— Selected text —
******

Thursday, March 24, 2011

Noah Boyd: The Bricklayer

Noah Boyd is a former FBI Agent who in his debut novel introduces the reader of what could happen if a criminal organization decided to Blackmail the FBI.

The FBI are used to all sort of cases, they are the objective observer on many cases, famous or not around the United States; however, what would happen if the FBI was the target and had to solve their very own Blackmail case from a criminal organization that is promising and performing murder if payments are not made. It turns out not very well. After murders of an FBI agent, and some very high ranking and public officials who have publicly chastised the FBI, the FBI are not only looking bad to the public, but they are forced to take a different approach. Steve Vail is a former FBI agent who was fired for having "issues" with authority figures but Vail was known for getting the job done no matter what it took. His approach to things is just what the FBI needs, but can Vail be trusted, he is not the biggest fan of the FBI and being within the FBI would be the perfect place to exact his own revenge on them.

As an FBI Agent, Boyd worked on some very famous cases including the Highland Park Strangler and the Green River Killer. This makes me appreciate his work in The Bricklayer, because he could have done  something he is more familiar with by creating a serial killer thriller novel as he appears to have experience in this concept. Instead he goes for an mystery action adventure thriller. The book definitely starts out with Bang, with some murders, challenges, ransom notes and a bank robbery. I don't think that a reader could ask for a better opening, I know I was hooked from the beginning.

Vail is a strong character who really does flaunt any type of authority to get the job done. If he can go around management, which he achieves very nicely on multiple occasions, he will. He also is not beyond manipulating management as well in order to get them out of his way so he can pursue the evidence or facts that he wants too. All in all, it seems like he is playing a constant game with the management team, which makes him less than popular with a few people. The interaction and partnership between Vail and Kate was also done well. Kate is the assistant deputy director who is Vail partner in this case, and like everyone else, he does seem to at point manipulate and use Kate, however, you can also tell that he cares for her as well. Kate is a woman who has worked her way through the ranks of the FBI, she is strong woman, but you still get the sense that she feels (and possible others feel as well) that she has something to prove just because she is a woman in the FBI.

******

— Requirement A —
Translate this sentence from the book review into Spanish: "If he can go around management, which he achieves very nicely on multiple occasions, he will."

******

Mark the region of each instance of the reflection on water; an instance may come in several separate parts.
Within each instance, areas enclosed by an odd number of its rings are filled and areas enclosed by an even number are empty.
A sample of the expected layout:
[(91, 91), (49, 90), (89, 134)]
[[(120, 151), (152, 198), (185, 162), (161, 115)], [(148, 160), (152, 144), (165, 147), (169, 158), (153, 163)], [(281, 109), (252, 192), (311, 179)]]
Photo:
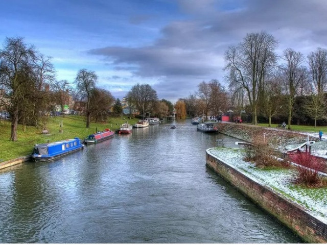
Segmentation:
[(173, 124), (0, 174), (0, 243), (301, 241), (205, 167), (233, 139)]

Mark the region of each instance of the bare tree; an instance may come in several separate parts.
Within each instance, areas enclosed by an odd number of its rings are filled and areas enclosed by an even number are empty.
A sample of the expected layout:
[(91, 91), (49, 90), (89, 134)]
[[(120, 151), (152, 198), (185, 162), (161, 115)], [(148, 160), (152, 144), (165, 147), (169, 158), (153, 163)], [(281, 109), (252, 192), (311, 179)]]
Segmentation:
[(244, 88), (252, 109), (252, 124), (258, 124), (257, 110), (265, 80), (276, 62), (277, 42), (265, 32), (247, 34), (243, 42), (230, 47), (225, 55), (229, 88)]
[(268, 118), (268, 127), (271, 127), (271, 118), (280, 111), (283, 107), (282, 81), (280, 78), (276, 76), (267, 81), (263, 92), (262, 112)]
[(308, 63), (313, 85), (320, 95), (327, 86), (327, 50), (318, 48), (308, 56)]
[(312, 93), (308, 98), (304, 109), (310, 116), (313, 116), (315, 120), (315, 128), (317, 127), (317, 120), (325, 117), (325, 102), (323, 93)]
[(196, 94), (202, 101), (202, 103), (200, 105), (202, 107), (202, 110), (204, 112), (206, 118), (211, 109), (211, 101), (210, 100), (212, 94), (211, 88), (209, 84), (204, 81), (199, 84), (198, 88), (199, 88)]
[(51, 60), (50, 57), (40, 54), (34, 61), (37, 78), (36, 87), (39, 90), (43, 88), (45, 83), (50, 85), (55, 81), (55, 70)]
[(175, 104), (176, 116), (178, 119), (184, 119), (186, 117), (186, 105), (183, 100), (179, 100)]
[(158, 102), (157, 106), (155, 108), (155, 114), (158, 117), (165, 117), (168, 115), (169, 108), (168, 106), (164, 101)]
[(301, 53), (296, 52), (292, 48), (287, 48), (284, 51), (283, 57), (286, 62), (281, 68), (284, 88), (288, 102), (288, 128), (291, 129), (293, 107), (296, 96), (299, 93), (300, 85), (308, 79), (308, 72), (306, 68), (301, 66), (304, 57)]
[(157, 92), (149, 84), (138, 83), (133, 86), (130, 92), (136, 109), (145, 117), (146, 112), (151, 110), (158, 100)]
[(64, 117), (64, 106), (68, 101), (72, 87), (67, 80), (56, 81), (53, 84), (53, 90), (55, 93), (56, 101), (60, 105), (62, 115)]
[(75, 79), (77, 90), (86, 100), (86, 128), (89, 128), (91, 121), (90, 97), (97, 81), (98, 76), (95, 72), (86, 69), (80, 70)]
[(132, 112), (134, 111), (134, 102), (133, 100), (133, 96), (132, 96), (132, 92), (130, 91), (127, 93), (126, 96), (125, 96), (126, 98), (126, 102), (127, 103), (127, 105), (128, 106), (128, 109), (129, 109), (129, 118), (131, 118)]
[(23, 69), (32, 72), (33, 69), (31, 67), (35, 58), (34, 47), (28, 47), (22, 38), (7, 38), (3, 48), (0, 50), (0, 85), (6, 90), (7, 99), (10, 102), (8, 105), (11, 114), (10, 140), (13, 141), (17, 139), (19, 112), (24, 90), (27, 89), (25, 82), (28, 81), (19, 74), (21, 74)]
[(217, 116), (221, 113), (220, 111), (227, 109), (228, 104), (227, 93), (217, 79), (211, 80), (208, 85), (210, 87), (211, 110)]
[(242, 116), (244, 110), (246, 102), (245, 90), (244, 88), (239, 88), (233, 91), (231, 96), (231, 106), (236, 113), (237, 117)]

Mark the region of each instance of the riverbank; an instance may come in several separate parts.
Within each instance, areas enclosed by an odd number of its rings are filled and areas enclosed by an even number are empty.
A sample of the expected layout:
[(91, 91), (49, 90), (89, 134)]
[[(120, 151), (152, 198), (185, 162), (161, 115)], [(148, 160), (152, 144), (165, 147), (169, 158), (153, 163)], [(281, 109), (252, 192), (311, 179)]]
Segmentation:
[(308, 140), (308, 136), (309, 140), (316, 141), (312, 148), (313, 151), (327, 149), (327, 139), (323, 138), (322, 141), (318, 141), (317, 134), (232, 123), (219, 124), (218, 129), (221, 133), (247, 142), (258, 139), (267, 140), (281, 151), (289, 150), (291, 147), (295, 148), (305, 142)]
[[(15, 142), (9, 140), (11, 122), (0, 120), (0, 132), (2, 133), (0, 163), (31, 154), (34, 145), (37, 143), (45, 143), (48, 140), (50, 142), (58, 141), (75, 137), (83, 139), (97, 130), (102, 131), (109, 128), (116, 131), (126, 120), (131, 124), (134, 124), (137, 120), (137, 118), (128, 119), (125, 117), (111, 117), (105, 123), (91, 121), (90, 128), (87, 129), (85, 117), (83, 116), (49, 116), (45, 118), (42, 127), (27, 126), (24, 129), (22, 126), (18, 125), (18, 139)], [(48, 133), (42, 133), (44, 129)]]
[(294, 169), (259, 168), (243, 157), (242, 150), (211, 148), (206, 164), (305, 241), (326, 243), (327, 188), (295, 185)]

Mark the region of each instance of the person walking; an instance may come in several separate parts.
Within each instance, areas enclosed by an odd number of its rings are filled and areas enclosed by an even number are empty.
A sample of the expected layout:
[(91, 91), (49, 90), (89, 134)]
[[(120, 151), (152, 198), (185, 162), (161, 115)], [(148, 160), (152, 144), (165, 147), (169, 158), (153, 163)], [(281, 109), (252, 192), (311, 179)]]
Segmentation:
[(321, 130), (319, 131), (319, 139), (321, 141), (321, 137), (322, 137), (322, 132)]

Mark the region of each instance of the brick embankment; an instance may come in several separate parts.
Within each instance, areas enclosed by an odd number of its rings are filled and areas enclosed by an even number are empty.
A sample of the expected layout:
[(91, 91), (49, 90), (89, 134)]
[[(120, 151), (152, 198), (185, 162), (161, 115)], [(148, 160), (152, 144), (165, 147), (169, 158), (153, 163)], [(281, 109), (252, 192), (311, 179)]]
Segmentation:
[[(263, 140), (264, 137), (265, 140), (276, 145), (279, 150), (285, 150), (286, 145), (303, 143), (307, 139), (307, 136), (300, 133), (242, 124), (219, 124), (218, 128), (220, 133), (248, 142), (252, 142), (255, 139)], [(316, 139), (310, 137), (310, 139)]]
[(206, 164), (254, 203), (266, 210), (304, 240), (327, 242), (327, 225), (281, 193), (254, 181), (207, 151)]

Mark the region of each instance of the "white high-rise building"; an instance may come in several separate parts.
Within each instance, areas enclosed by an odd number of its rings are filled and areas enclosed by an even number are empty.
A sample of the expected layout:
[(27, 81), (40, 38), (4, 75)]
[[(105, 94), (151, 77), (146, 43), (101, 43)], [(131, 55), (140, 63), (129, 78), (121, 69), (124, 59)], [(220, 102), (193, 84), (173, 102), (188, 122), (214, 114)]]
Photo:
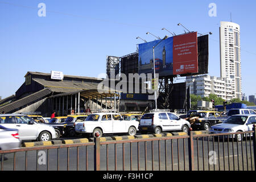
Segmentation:
[(210, 94), (217, 95), (224, 100), (232, 99), (232, 80), (209, 75), (191, 76), (186, 77), (187, 88), (190, 86), (191, 94), (209, 97)]
[(241, 100), (240, 26), (221, 22), (220, 42), (221, 77), (232, 80), (233, 97)]

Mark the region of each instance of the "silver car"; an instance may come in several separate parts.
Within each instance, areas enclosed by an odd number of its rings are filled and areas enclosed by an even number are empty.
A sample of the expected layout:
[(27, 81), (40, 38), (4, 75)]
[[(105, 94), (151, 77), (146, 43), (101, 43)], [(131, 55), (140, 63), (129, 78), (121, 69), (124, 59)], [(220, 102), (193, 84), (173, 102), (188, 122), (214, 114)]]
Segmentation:
[(7, 128), (18, 129), (22, 140), (48, 141), (56, 138), (53, 127), (38, 123), (23, 114), (0, 114), (0, 125)]
[(0, 150), (16, 149), (20, 147), (17, 129), (7, 129), (0, 125)]

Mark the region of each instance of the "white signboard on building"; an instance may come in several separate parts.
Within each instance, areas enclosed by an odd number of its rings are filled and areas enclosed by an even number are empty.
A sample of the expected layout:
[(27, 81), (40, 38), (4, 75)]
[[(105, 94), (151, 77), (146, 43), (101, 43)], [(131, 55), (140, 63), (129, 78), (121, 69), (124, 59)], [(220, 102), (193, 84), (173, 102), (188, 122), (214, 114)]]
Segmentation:
[(63, 72), (55, 71), (51, 71), (51, 79), (62, 80), (63, 78)]

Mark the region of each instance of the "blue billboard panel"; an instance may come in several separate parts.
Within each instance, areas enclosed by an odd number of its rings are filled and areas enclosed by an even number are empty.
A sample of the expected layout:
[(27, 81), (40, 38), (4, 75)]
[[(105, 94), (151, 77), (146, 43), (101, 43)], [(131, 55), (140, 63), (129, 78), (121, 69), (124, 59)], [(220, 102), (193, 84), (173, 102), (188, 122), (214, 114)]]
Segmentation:
[[(155, 48), (155, 69), (159, 76), (173, 73), (173, 37), (162, 41)], [(153, 46), (162, 40), (139, 44), (139, 74), (154, 73)]]

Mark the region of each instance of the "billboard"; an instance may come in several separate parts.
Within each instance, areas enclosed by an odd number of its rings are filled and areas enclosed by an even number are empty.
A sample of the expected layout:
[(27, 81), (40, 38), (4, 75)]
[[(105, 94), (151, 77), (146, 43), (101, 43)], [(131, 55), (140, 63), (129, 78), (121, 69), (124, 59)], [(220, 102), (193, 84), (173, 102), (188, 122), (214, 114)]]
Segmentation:
[(197, 32), (192, 32), (139, 44), (138, 71), (159, 76), (198, 72)]

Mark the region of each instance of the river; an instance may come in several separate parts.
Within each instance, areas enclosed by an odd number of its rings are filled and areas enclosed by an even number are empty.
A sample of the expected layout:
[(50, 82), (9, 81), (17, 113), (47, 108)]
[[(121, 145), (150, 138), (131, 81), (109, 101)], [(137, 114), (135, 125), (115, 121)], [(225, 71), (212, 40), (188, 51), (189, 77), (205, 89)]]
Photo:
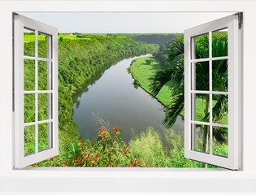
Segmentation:
[[(123, 130), (120, 136), (127, 143), (145, 131), (148, 126), (163, 136), (162, 122), (164, 107), (141, 87), (127, 68), (137, 58), (129, 58), (111, 66), (97, 80), (85, 87), (81, 95), (74, 103), (73, 119), (80, 125), (80, 138), (97, 140), (99, 125), (95, 124), (93, 113), (107, 119), (111, 127), (116, 125)], [(176, 131), (184, 131), (184, 121), (179, 117), (171, 127)]]

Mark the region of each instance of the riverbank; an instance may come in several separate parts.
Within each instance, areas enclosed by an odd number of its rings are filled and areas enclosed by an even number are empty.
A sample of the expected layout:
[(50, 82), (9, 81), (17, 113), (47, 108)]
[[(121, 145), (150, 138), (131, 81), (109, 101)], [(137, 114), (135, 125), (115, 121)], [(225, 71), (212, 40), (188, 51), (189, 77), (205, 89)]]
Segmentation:
[[(150, 64), (147, 64), (146, 60), (152, 60), (152, 63)], [(133, 60), (128, 68), (128, 71), (136, 80), (136, 83), (145, 91), (152, 95), (150, 88), (150, 84), (151, 83), (150, 78), (162, 67), (163, 67), (160, 63), (156, 58), (154, 58), (153, 56), (146, 56)], [(171, 91), (168, 84), (166, 84), (155, 98), (166, 106), (171, 100)]]
[[(39, 54), (43, 53), (46, 41), (39, 41)], [(33, 54), (34, 42), (24, 43), (24, 52), (26, 55), (32, 56)], [(42, 49), (41, 49), (42, 48)], [(144, 44), (135, 41), (130, 38), (91, 36), (89, 40), (59, 40), (59, 155), (54, 159), (49, 159), (38, 163), (40, 167), (63, 167), (64, 162), (72, 155), (74, 143), (79, 142), (78, 125), (72, 119), (73, 104), (76, 102), (74, 96), (83, 88), (86, 80), (93, 76), (96, 72), (102, 70), (103, 72), (106, 67), (109, 67), (109, 62), (116, 58), (127, 58), (146, 53), (152, 53), (158, 49), (158, 45)], [(25, 63), (27, 63), (24, 62)], [(26, 65), (26, 64), (25, 64)], [(25, 66), (24, 65), (24, 66)], [(32, 68), (25, 70), (26, 76), (33, 76)], [(25, 80), (24, 85), (33, 84), (33, 80)], [(33, 99), (28, 97), (26, 101), (33, 102)], [(42, 101), (46, 101), (45, 99)], [(41, 102), (39, 102), (41, 103)], [(33, 119), (33, 110), (29, 104), (25, 106), (28, 110), (25, 117)], [(44, 110), (39, 110), (42, 115)], [(25, 136), (26, 154), (33, 152), (34, 140), (28, 137), (33, 135), (29, 132)], [(47, 140), (47, 135), (39, 135), (39, 142)], [(47, 145), (47, 143), (46, 143)], [(46, 148), (46, 145), (41, 145)]]

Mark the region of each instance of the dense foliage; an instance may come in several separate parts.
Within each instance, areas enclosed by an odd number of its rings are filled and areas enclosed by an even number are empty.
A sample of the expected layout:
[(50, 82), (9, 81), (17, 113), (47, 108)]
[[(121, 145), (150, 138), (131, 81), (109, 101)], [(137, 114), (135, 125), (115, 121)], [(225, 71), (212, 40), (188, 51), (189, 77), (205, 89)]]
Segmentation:
[[(63, 35), (60, 35), (63, 37)], [(46, 41), (38, 41), (38, 55), (46, 57)], [(35, 42), (24, 43), (24, 55), (34, 56)], [(38, 166), (64, 166), (66, 158), (70, 155), (70, 147), (78, 144), (78, 127), (72, 120), (72, 106), (76, 94), (83, 88), (83, 84), (91, 77), (103, 72), (110, 67), (112, 62), (120, 58), (129, 57), (145, 53), (152, 53), (158, 49), (158, 45), (141, 44), (131, 38), (88, 35), (84, 39), (65, 39), (59, 41), (59, 157), (55, 158), (57, 163), (43, 162)], [(24, 87), (34, 90), (35, 74), (34, 62), (24, 61)], [(41, 66), (40, 66), (41, 67)], [(44, 68), (38, 67), (38, 75), (43, 76)], [(43, 67), (43, 66), (41, 66)], [(47, 67), (47, 66), (46, 66)], [(46, 67), (47, 68), (47, 67)], [(47, 69), (46, 69), (47, 70)], [(45, 75), (46, 76), (46, 75)], [(46, 76), (39, 76), (46, 84)], [(47, 83), (46, 83), (47, 85)], [(45, 86), (46, 86), (45, 85)], [(32, 89), (28, 89), (32, 87)], [(35, 119), (34, 95), (26, 95), (24, 98), (25, 122), (33, 122)], [(39, 110), (39, 115), (47, 113), (46, 102), (47, 96), (38, 100), (44, 105)], [(46, 103), (47, 105), (47, 103)], [(46, 114), (47, 115), (47, 114)], [(47, 117), (47, 115), (46, 115)], [(25, 129), (25, 154), (35, 151), (34, 127)], [(47, 148), (47, 133), (39, 132), (39, 142), (41, 149)], [(76, 144), (74, 144), (76, 143)], [(73, 146), (71, 146), (73, 145)]]
[(117, 33), (115, 36), (128, 37), (135, 41), (145, 43), (158, 44), (159, 46), (163, 46), (176, 37), (176, 33)]

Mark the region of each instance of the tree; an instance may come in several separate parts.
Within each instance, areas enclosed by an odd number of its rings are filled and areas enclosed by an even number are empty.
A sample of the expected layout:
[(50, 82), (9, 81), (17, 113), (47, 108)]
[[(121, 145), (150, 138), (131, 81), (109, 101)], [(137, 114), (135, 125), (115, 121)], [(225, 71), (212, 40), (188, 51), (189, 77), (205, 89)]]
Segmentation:
[[(209, 57), (209, 37), (208, 35), (197, 37), (195, 41), (196, 58), (205, 58)], [(228, 55), (228, 36), (226, 32), (215, 32), (212, 37), (212, 55)], [(171, 127), (178, 115), (184, 110), (184, 37), (183, 35), (177, 36), (173, 40), (167, 51), (167, 67), (158, 71), (152, 78), (150, 88), (154, 96), (156, 96), (162, 87), (167, 83), (171, 89), (171, 100), (166, 109), (166, 116), (163, 124), (167, 127)], [(207, 62), (197, 63), (196, 65), (196, 89), (209, 90), (209, 67)], [(213, 90), (226, 91), (228, 88), (228, 61), (213, 61), (212, 80)], [(209, 98), (198, 94), (205, 103), (204, 117), (202, 121), (209, 121)], [(213, 107), (213, 122), (215, 123), (223, 119), (228, 112), (228, 97), (215, 96), (215, 105)], [(202, 150), (208, 150), (209, 128), (205, 126), (203, 129)], [(222, 132), (225, 133), (225, 132)], [(218, 140), (221, 140), (222, 135), (214, 134)], [(203, 167), (206, 165), (203, 163)]]

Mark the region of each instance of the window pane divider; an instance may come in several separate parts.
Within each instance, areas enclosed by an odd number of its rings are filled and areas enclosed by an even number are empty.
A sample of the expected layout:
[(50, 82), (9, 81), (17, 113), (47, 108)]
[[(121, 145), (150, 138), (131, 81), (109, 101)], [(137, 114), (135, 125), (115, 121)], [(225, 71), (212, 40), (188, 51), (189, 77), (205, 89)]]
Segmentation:
[[(209, 58), (212, 58), (212, 32), (209, 32)], [(210, 97), (210, 123), (212, 124), (212, 60), (209, 60), (209, 89), (211, 93)], [(212, 154), (212, 125), (210, 125), (210, 154)]]
[(32, 56), (24, 56), (24, 58), (39, 60), (39, 61), (46, 61), (46, 62), (52, 62), (53, 61), (51, 58), (43, 58), (32, 57)]
[(30, 125), (46, 124), (46, 123), (51, 123), (51, 122), (53, 122), (53, 119), (41, 120), (37, 122), (26, 123), (24, 124), (24, 126), (26, 127), (26, 126), (30, 126)]
[[(35, 31), (35, 35), (36, 35), (36, 46), (35, 46), (35, 57), (37, 58), (38, 56), (38, 31)], [(36, 91), (38, 89), (38, 61), (35, 61), (35, 89)], [(35, 105), (35, 112), (36, 112), (36, 137), (35, 137), (35, 153), (38, 153), (38, 93), (37, 93), (35, 94), (36, 96), (36, 105)]]
[(29, 94), (29, 93), (53, 93), (53, 90), (37, 90), (37, 91), (24, 91), (24, 94)]
[(190, 90), (191, 93), (228, 95), (228, 92)]
[(213, 124), (213, 123), (209, 123), (209, 122), (202, 122), (202, 121), (194, 121), (191, 120), (191, 124), (202, 124), (202, 125), (211, 125), (211, 126), (216, 126), (219, 128), (228, 128), (228, 124)]
[(228, 56), (215, 57), (215, 58), (197, 58), (197, 59), (190, 59), (190, 63), (200, 63), (200, 62), (208, 62), (210, 60), (222, 60), (228, 59)]

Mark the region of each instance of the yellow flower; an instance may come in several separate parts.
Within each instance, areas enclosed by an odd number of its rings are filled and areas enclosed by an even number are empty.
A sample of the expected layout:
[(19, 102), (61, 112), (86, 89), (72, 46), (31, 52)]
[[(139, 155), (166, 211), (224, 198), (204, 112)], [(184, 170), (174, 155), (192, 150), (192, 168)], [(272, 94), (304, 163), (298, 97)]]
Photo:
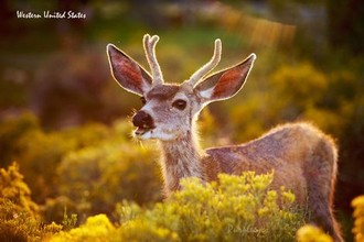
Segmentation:
[(297, 231), (297, 241), (299, 242), (332, 242), (332, 238), (325, 234), (321, 229), (306, 224)]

******

— Requirement B —
Rewrite the rows from their start through the line containing "167), (233, 139)]", including the requests. Multiply every coordinate in the answers by 2.35 and round to whole numbers, rounding halves up. Leave the pictures out.

— Full output A —
Si puede eludir a la dirección, cosa que logra muy bien en múltiples ocasiones, lo hará.

— Full output B —
Mark the region of each instance of the reflection on water; an instance may come in several separate parts.
Within each instance, areas enclosed by an odd number of its rings are filled and areas enclosed by an even number are empty.
A sample of the expected layout:
[(91, 91), (49, 90), (89, 134)]
[[(120, 151), (152, 198), (185, 162), (161, 115)], [(148, 160), (152, 144), (165, 147), (169, 158), (153, 163)], [(281, 109), (252, 192), (311, 179)]]
Photo:
Segmentation:
[(407, 291), (0, 409), (0, 571), (707, 566), (482, 392), (548, 327)]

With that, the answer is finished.